本文:
---------------

2014年11月16日日曜日

シーズン5

 佑香さんの新たな旅立ち

その電話は、ゴルフコンペの懇親会の時に掛かって来た。後輩に帰りの車を運転させる事を良い事に、ベガルタンはビール&ハイボールをガブ飲み状態。そうですなぁ~~ここがドイツならば、間違いなく隣りどうしで肩を組んで、ビール祭りの時に必ず歌うと言う「乾杯の歌 Ein Prosit」を唄っているはずです。

超酔っ払いという状態の時、電話を掛けてよこしたのは佑香さんでした。瞬間「あれっ?この間、清次先輩の7回忌は済んだから、あぁー、今度は恵美さんの7回忌かなんかの連絡だな」と悟ったベガルタンは、騒がしい懇親会場を出て、イケメン俳優のような渋い声で電話に出ました。

自分「もしもし、竹之内豊です」
佑香「えっ、佑香ですけど。ひょっとして、飲んでますか?」

---------------

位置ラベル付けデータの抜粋
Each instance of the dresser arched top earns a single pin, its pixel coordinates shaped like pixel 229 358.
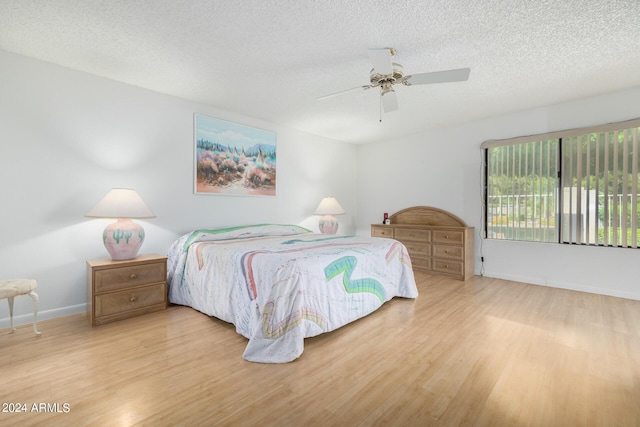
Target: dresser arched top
pixel 426 215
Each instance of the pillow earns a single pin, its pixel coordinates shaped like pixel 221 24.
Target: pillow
pixel 244 232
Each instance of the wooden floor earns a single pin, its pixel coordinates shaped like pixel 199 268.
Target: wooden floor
pixel 484 352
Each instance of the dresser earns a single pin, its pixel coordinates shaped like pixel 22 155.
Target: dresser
pixel 119 290
pixel 438 241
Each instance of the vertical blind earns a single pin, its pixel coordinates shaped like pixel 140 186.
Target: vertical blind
pixel 577 186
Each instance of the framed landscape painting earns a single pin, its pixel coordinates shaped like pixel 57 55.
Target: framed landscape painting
pixel 233 159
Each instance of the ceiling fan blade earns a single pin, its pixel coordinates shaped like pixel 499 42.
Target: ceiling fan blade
pixel 342 92
pixel 389 102
pixel 381 61
pixel 459 75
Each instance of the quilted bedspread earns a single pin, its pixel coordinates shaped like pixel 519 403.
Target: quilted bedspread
pixel 279 284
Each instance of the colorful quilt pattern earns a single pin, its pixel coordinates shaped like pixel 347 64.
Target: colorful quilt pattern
pixel 279 284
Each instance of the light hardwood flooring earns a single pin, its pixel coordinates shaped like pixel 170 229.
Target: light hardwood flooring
pixel 483 352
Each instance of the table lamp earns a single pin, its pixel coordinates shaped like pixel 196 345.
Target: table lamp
pixel 328 207
pixel 124 237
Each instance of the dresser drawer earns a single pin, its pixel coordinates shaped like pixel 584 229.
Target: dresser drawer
pixel 450 252
pixel 448 236
pixel 410 234
pixel 124 277
pixel 421 263
pixel 132 299
pixel 447 266
pixel 382 232
pixel 417 248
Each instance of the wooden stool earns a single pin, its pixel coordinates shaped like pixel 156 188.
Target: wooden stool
pixel 11 288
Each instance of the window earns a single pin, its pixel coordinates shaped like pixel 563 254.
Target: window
pixel 579 187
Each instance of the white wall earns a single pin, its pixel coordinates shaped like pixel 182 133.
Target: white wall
pixel 67 138
pixel 443 169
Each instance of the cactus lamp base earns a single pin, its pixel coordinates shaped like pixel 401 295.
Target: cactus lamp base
pixel 123 239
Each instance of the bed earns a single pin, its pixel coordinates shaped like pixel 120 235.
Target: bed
pixel 280 284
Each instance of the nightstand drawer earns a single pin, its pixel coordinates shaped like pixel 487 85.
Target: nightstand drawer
pixel 447 266
pixel 451 252
pixel 131 299
pixel 124 277
pixel 408 234
pixel 448 236
pixel 381 232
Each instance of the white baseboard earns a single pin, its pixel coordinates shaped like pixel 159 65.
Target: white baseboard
pixel 43 315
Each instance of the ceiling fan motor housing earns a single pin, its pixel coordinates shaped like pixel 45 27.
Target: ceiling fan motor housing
pixel 380 79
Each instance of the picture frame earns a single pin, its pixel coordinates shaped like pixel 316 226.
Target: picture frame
pixel 233 159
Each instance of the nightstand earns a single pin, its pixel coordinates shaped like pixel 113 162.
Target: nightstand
pixel 119 290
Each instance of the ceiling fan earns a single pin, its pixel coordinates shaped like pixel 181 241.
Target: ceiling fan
pixel 386 74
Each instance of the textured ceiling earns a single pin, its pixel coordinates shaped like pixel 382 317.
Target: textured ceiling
pixel 271 59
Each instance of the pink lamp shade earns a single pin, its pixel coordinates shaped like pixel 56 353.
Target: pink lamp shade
pixel 124 237
pixel 328 207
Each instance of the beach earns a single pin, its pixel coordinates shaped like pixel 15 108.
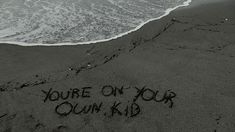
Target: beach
pixel 175 74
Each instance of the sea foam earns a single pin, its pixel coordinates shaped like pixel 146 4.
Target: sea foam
pixel 76 22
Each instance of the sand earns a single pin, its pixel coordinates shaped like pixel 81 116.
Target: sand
pixel 175 74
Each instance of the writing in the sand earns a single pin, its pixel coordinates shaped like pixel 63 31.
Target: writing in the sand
pixel 109 100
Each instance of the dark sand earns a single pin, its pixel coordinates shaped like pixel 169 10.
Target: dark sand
pixel 191 52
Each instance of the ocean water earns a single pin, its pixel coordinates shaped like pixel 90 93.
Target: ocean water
pixel 75 21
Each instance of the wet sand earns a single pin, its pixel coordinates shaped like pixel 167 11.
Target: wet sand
pixel 185 62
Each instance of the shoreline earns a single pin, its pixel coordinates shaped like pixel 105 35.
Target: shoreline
pixel 167 12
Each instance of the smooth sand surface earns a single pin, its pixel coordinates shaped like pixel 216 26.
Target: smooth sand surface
pixel 186 59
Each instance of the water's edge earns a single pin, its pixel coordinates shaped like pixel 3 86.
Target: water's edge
pixel 186 3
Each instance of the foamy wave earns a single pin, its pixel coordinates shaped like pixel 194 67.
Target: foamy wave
pixel 57 34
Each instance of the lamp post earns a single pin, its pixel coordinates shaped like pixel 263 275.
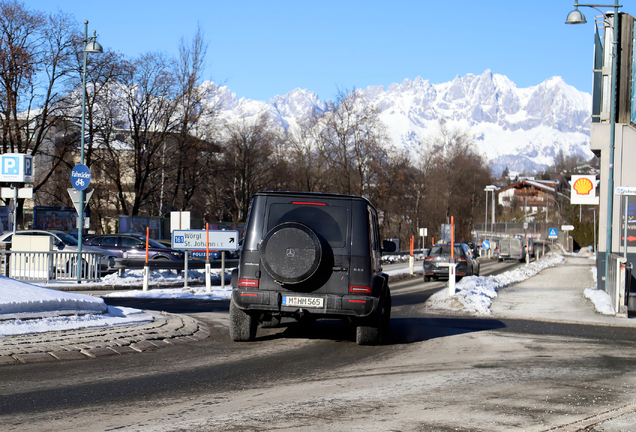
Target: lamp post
pixel 594 229
pixel 577 17
pixel 90 46
pixel 491 188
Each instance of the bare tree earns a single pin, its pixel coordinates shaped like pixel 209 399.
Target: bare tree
pixel 351 136
pixel 191 155
pixel 36 54
pixel 247 159
pixel 145 97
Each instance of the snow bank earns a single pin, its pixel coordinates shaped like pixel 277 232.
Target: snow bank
pixel 601 299
pixel 198 293
pixel 18 297
pixel 115 316
pixel 474 294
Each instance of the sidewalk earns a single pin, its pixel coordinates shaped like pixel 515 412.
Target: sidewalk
pixel 555 295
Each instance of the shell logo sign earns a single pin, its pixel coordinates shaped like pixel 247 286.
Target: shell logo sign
pixel 583 186
pixel 583 190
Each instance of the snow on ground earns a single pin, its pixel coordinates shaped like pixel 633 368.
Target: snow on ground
pixel 27 308
pixel 474 294
pixel 602 301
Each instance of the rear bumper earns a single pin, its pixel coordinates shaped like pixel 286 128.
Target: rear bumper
pixel 334 305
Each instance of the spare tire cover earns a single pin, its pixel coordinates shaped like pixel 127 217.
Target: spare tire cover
pixel 291 252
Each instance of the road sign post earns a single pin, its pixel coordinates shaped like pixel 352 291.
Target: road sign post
pixel 196 240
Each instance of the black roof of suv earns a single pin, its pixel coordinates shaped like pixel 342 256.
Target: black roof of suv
pixel 307 256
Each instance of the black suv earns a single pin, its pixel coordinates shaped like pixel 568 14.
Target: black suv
pixel 309 256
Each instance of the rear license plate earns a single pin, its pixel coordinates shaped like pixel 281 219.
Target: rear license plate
pixel 309 302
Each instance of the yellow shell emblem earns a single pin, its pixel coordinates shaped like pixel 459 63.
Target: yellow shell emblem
pixel 583 186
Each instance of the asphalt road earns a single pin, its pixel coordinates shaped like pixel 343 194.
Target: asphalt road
pixel 435 373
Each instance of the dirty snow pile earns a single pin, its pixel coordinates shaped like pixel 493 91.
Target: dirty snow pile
pixel 161 277
pixel 27 308
pixel 601 299
pixel 199 293
pixel 474 294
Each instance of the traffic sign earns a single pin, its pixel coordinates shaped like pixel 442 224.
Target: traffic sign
pixel 196 240
pixel 201 254
pixel 75 197
pixel 80 177
pixel 16 168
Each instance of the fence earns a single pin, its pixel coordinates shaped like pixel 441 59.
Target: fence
pixel 616 282
pixel 55 265
pixel 514 228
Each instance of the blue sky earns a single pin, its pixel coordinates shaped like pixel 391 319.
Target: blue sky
pixel 262 49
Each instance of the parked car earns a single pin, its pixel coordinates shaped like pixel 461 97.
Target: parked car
pixel 512 249
pixel 437 259
pixel 62 242
pixel 309 256
pixel 132 246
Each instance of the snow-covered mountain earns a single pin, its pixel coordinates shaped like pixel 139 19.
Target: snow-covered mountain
pixel 519 128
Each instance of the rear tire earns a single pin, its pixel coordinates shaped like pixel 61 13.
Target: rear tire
pixel 242 325
pixel 372 333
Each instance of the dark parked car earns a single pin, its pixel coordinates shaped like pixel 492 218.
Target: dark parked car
pixel 62 242
pixel 310 256
pixel 438 257
pixel 132 246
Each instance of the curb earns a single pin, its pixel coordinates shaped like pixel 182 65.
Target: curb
pixel 89 343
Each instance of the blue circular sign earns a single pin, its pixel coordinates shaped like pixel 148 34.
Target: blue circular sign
pixel 80 177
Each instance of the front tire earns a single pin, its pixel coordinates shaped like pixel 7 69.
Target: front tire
pixel 371 334
pixel 270 322
pixel 242 325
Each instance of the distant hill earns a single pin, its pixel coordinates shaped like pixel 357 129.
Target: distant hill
pixel 519 128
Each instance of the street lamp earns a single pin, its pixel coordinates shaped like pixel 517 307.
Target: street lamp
pixel 576 17
pixel 93 47
pixel 491 188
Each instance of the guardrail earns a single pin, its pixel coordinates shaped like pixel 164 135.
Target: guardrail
pixel 54 265
pixel 616 283
pixel 125 264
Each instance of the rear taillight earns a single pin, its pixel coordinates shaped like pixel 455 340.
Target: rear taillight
pixel 355 289
pixel 248 283
pixel 307 203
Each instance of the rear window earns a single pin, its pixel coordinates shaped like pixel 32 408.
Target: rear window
pixel 328 221
pixel 444 251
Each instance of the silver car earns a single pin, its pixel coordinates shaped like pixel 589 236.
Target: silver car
pixel 62 242
pixel 437 259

---------------

課題要件:
(1) 上の本文を、全文そのまま書き出してください。
(2) 提供データの行のうち、「Each instance of the black suv」を含む行から始まり「pixel 372 333」を含む行で終わる範囲（両端を含む）だけを、列名を「テキスト」と「回答」とする2列のCSVに入れてください。文ごとに1行とし、その文と答えをそれぞれ引用符で囲んだ1つのフィールドに収め、改行は空白に置き換えてください。

解答:
(1)
2014年11月16日日曜日

シーズン5

 佑香さんの新たな旅立ち

その電話は、ゴルフコンペの懇親会の時に掛かって来た。後輩に帰りの車を運転させる事を良い事に、ベガルタンはビール&ハイボールをガブ飲み状態。そうですなぁ~~ここがドイツならば、間違いなく隣りどうしで肩を組んで、ビール祭りの時に必ず歌うと言う「乾杯の歌 Ein Prosit」を唄っているはずです。

超酔っ払いという状態の時、電話を掛けてよこしたのは佑香さんでした。瞬間「あれっ?この間、清次先輩の7回忌は済んだから、あぁー、今度は恵美さんの7回忌かなんかの連絡だな」と悟ったベガルタンは、騒がしい懇親会場を出て、イケメン俳優のような渋い声で電話に出ました。

自分「もしもし、竹之内豊です」
佑香「えっ、佑香ですけど。ひょっとして、飲んでますか?」

(2)
テキスト,回答
"Each instance of the black suv earns a single pin, its pixel coordinates shaped like pixel 568 14. Target: black suv","pixel 309 256"
"Each instance of the rear license plate earns a single pin, its pixel coordinates shaped like pixel 281 219. Target: rear license plate","pixel 309 302"
"Each instance of the yellow shell emblem earns a single pin, its pixel coordinates shaped like pixel 459 63. Target: yellow shell emblem","pixel 583 186"
"Each instance of the asphalt road earns a single pin, its pixel coordinates shaped like pixel 343 194. Target: asphalt road","pixel 435 373"
"Each instance of the dirty snow pile earns a single pin, its pixel coordinates shaped like pixel 493 91. Target: dirty snow pile","pixel 161 277 pixel 27 308 pixel 601 299 pixel 199 293 pixel 474 294"
"Each instance of the traffic sign earns a single pin, its pixel coordinates shaped like pixel 442 224. Target: traffic sign","pixel 196 240 pixel 201 254 pixel 75 197 pixel 80 177 pixel 16 168"
"Each instance of the fence earns a single pin, its pixel coordinates shaped like pixel 441 59. Target: fence","pixel 616 282 pixel 55 265 pixel 514 228"
"Each instance of the blue sky earns a single pin, its pixel coordinates shaped like pixel 391 319. Target: blue sky","pixel 262 49"
"Each instance of the parked car earns a single pin, its pixel coordinates shaped like pixel 461 97. Target: parked car","pixel 512 249 pixel 437 259 pixel 62 242 pixel 309 256 pixel 132 246"
"Each instance of the snow-covered mountain earns a single pin, its pixel coordinates shaped like pixel 139 19. Target: snow-covered mountain","pixel 519 128"
"Each instance of the rear tire earns a single pin, its pixel coordinates shaped like pixel 61 13. Target: rear tire","pixel 242 325 pixel 372 333"